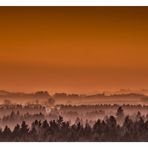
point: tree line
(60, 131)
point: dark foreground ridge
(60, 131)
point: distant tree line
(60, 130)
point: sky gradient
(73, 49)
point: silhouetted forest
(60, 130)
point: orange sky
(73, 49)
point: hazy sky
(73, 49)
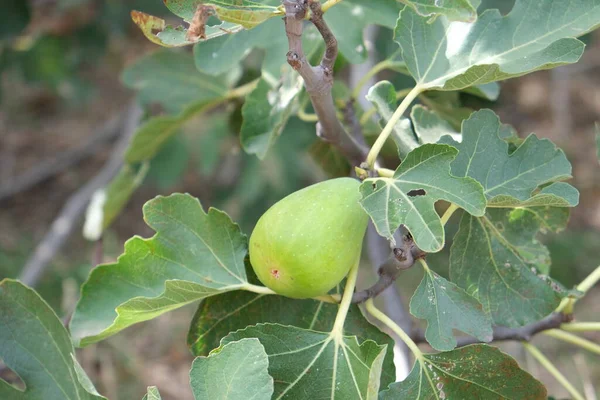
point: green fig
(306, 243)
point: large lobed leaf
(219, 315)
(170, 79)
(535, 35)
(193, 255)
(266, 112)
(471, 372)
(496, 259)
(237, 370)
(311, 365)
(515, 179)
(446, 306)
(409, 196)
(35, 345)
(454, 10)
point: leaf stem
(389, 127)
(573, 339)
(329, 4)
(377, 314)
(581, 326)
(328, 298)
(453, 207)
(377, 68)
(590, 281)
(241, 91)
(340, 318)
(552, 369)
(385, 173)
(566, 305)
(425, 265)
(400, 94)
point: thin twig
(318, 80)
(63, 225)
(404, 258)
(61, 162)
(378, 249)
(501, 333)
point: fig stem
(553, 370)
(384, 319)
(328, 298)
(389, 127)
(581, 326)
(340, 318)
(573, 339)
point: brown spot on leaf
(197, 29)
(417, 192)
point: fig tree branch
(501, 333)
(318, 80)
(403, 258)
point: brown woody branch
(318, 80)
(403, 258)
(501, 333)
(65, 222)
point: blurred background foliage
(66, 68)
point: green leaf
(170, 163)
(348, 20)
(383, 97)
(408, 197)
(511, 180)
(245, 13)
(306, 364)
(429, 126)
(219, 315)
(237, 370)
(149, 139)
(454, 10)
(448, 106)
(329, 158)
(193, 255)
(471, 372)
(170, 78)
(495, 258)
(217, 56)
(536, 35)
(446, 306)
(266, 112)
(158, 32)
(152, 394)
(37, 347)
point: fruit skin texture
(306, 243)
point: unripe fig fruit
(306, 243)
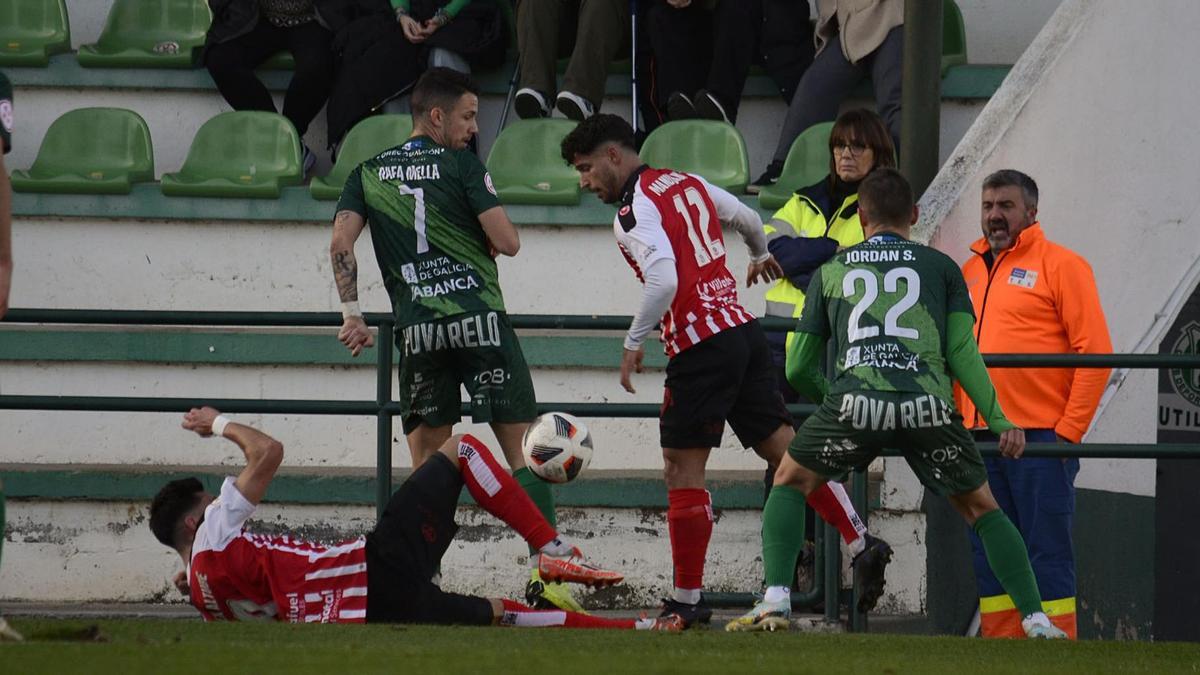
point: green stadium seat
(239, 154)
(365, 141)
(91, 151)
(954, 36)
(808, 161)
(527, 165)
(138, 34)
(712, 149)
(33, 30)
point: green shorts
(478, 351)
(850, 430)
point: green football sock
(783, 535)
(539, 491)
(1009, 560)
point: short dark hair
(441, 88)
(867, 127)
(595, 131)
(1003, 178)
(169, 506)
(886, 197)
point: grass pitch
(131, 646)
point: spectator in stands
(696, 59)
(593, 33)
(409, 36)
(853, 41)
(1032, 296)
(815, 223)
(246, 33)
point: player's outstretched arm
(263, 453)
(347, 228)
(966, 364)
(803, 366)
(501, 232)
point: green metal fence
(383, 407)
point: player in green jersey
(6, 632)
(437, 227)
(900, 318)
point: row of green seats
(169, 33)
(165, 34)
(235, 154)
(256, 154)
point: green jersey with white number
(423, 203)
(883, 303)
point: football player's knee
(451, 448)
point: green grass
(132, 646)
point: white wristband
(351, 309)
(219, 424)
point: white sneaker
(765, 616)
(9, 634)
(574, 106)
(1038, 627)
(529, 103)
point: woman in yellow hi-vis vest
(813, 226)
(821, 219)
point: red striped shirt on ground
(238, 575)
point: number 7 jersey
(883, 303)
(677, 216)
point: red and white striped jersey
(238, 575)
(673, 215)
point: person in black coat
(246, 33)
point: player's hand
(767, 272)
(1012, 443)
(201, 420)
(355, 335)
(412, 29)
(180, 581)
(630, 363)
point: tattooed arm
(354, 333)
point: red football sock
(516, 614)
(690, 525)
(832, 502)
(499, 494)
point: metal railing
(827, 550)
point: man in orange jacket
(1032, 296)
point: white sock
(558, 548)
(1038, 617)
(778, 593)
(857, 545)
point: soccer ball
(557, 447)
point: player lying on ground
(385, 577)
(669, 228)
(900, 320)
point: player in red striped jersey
--------------------------------
● **SET TASK**
Copy out all of the entries above word for word, but leave out the pictures.

● **EXERCISE RESULT**
point: tree line
(60, 131)
point: dark foreground ridge
(60, 131)
point: distant tree line
(60, 130)
point: sky gradient
(73, 49)
point: silhouetted forest
(60, 130)
point: orange sky
(73, 49)
point: hazy sky
(73, 49)
point: green fig
(306, 243)
point: large lobed leaf
(219, 315)
(170, 79)
(535, 35)
(193, 255)
(266, 112)
(471, 372)
(496, 259)
(237, 370)
(311, 365)
(515, 179)
(446, 306)
(409, 196)
(35, 345)
(454, 10)
point: leaf stem
(389, 127)
(573, 339)
(329, 4)
(377, 314)
(581, 326)
(328, 298)
(453, 207)
(377, 68)
(590, 281)
(241, 91)
(340, 318)
(552, 369)
(385, 173)
(566, 305)
(425, 265)
(400, 94)
point: thin twig
(318, 80)
(63, 225)
(404, 258)
(61, 162)
(378, 249)
(501, 333)
point: fig stem
(553, 370)
(384, 319)
(328, 298)
(389, 127)
(581, 326)
(340, 318)
(573, 339)
point: brown spot on leaf
(197, 29)
(417, 192)
point: fig tree branch
(501, 333)
(318, 80)
(403, 258)
point: brown woody branch
(318, 80)
(403, 258)
(501, 333)
(65, 222)
point: blurred background foliage
(66, 68)
point: green leaf
(170, 163)
(348, 20)
(383, 97)
(408, 197)
(511, 180)
(245, 13)
(306, 364)
(429, 126)
(219, 315)
(237, 370)
(149, 139)
(454, 10)
(448, 106)
(329, 158)
(193, 255)
(471, 372)
(170, 78)
(495, 258)
(217, 56)
(536, 35)
(446, 306)
(266, 112)
(158, 32)
(152, 394)
(37, 347)
point: fruit skin texture
(306, 243)
point: unripe fig fruit
(306, 243)
point: green stadium seat
(239, 154)
(365, 141)
(91, 151)
(954, 36)
(808, 161)
(527, 165)
(138, 34)
(712, 149)
(33, 30)
point: green shorts
(478, 351)
(850, 430)
point: green football sock
(783, 535)
(539, 491)
(1009, 560)
point: short dark hair
(441, 88)
(867, 127)
(595, 131)
(1003, 178)
(169, 506)
(886, 197)
point: grass pitch
(131, 646)
point: spectator in stands
(696, 59)
(593, 33)
(409, 36)
(853, 41)
(1032, 296)
(815, 223)
(246, 33)
point: player's outstretched arm
(263, 453)
(347, 228)
(966, 364)
(803, 366)
(501, 232)
point: green metal fence
(383, 407)
point: player in green jersey
(6, 632)
(437, 227)
(900, 318)
point: row of green seats
(169, 33)
(165, 34)
(235, 154)
(256, 154)
point: green jersey with white number
(423, 203)
(883, 303)
point: football player's knee
(451, 448)
point: green grass
(132, 646)
point: white wristband
(351, 309)
(219, 424)
point: white sneaker
(765, 616)
(9, 634)
(574, 106)
(1038, 627)
(529, 103)
point: woman in yellow hi-vis vest
(813, 226)
(821, 219)
point: red striped shirt on ground
(238, 575)
point: number 7 jersey
(883, 303)
(677, 216)
point: red and white striped jersey
(238, 575)
(673, 215)
point: person in black coat
(246, 33)
point: player's hand
(767, 272)
(1012, 443)
(201, 420)
(355, 335)
(412, 29)
(180, 581)
(630, 363)
point: tattooed arm
(354, 333)
point: red football sock
(516, 614)
(690, 525)
(832, 502)
(499, 494)
point: metal railing
(827, 550)
point: man in orange jacket
(1032, 296)
point: white sock
(558, 548)
(1038, 617)
(778, 593)
(857, 545)
point: soccer ball
(557, 447)
point: player lying on ground
(385, 577)
(669, 228)
(900, 320)
point: player in red striped jersey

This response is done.